• _Problem description_
Please list each pair the blog post on neo-reformed theology describes as one thing giving way to another, naming both parts of every pair.

• _Source document_
※ ※ ※

Friday, February 24, 2012

On My Tryst w/ Neo-Reformed Theology, or "It's not you, it's me"

{Admin note: This is not an attack in any way, it's just my thought process/experience}

I'll admit, when I was in the process of re-examining everything I believed, I flirted with the neo-reformed movement.  I think what appealed to me most was the certainty so many of them had. They were so sure, and so grateful for the Grace they'd received.

I envied it.

But as I dug deep into the orthodoxy surrounding that certainty, it struck me that it came at an extremely high cost.  Love gave way to a particularly vengeful definition of justice, equality gave way to dominion, and reconciliation gave way to judgement. 

"The world" that God so loved that he gave his one and only became so very, very small.

The God that loved was somehow also the God that chose, and that punished others for the choice that only God was capable of making.

Does not compute.

[End of line]

That's where my brain short-circuited.  I don't think that it's a coincidence that this flirtation coincided with the conception and birth of our second child.  It brought the alleged choice that God makes into stark focus.

※ ※ ※

• _Information supplied_

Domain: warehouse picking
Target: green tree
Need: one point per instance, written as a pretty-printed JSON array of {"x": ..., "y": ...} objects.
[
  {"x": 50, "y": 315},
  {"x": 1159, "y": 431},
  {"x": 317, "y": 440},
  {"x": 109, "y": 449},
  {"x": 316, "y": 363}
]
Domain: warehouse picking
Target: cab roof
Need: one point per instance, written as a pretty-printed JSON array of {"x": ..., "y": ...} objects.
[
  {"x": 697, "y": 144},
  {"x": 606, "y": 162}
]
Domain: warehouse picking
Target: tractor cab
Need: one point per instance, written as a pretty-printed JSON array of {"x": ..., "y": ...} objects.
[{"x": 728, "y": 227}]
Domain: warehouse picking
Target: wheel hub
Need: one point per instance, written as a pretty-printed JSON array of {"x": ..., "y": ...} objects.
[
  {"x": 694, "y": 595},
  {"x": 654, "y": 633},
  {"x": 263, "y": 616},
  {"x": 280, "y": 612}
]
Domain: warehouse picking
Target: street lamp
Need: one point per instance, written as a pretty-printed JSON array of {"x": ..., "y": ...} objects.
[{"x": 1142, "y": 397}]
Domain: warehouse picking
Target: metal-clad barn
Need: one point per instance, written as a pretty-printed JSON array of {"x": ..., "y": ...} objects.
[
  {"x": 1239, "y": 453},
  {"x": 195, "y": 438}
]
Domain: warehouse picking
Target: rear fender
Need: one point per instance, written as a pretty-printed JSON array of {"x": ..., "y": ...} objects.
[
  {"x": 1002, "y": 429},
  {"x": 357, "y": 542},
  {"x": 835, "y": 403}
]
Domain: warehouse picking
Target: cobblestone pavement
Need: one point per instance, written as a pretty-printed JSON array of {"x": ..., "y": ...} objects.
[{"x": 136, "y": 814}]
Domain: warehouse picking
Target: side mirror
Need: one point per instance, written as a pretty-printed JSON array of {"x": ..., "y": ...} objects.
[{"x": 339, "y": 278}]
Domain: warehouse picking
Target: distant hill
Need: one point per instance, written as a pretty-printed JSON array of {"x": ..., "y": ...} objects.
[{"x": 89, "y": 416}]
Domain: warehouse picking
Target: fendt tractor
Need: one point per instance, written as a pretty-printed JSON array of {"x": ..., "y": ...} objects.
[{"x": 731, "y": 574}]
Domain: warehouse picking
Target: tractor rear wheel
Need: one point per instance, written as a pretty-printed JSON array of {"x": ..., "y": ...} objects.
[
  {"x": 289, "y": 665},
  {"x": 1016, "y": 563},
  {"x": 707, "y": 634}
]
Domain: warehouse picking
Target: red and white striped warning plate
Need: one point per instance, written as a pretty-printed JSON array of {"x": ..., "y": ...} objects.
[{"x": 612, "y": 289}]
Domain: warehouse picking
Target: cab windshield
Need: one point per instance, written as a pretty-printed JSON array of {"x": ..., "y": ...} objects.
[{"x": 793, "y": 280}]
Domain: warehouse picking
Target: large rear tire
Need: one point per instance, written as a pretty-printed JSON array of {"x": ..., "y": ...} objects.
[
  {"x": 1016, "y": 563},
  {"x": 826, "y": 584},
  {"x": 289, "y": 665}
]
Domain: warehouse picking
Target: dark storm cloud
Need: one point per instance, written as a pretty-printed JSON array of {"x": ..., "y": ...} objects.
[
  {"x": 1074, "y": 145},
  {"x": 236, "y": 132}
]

※ ※ ※

• _Right answer_
- Love gave way to a particularly vengeful definition of justice.
- Equality gave way to dominion.
- Reconciliation gave way to judgement.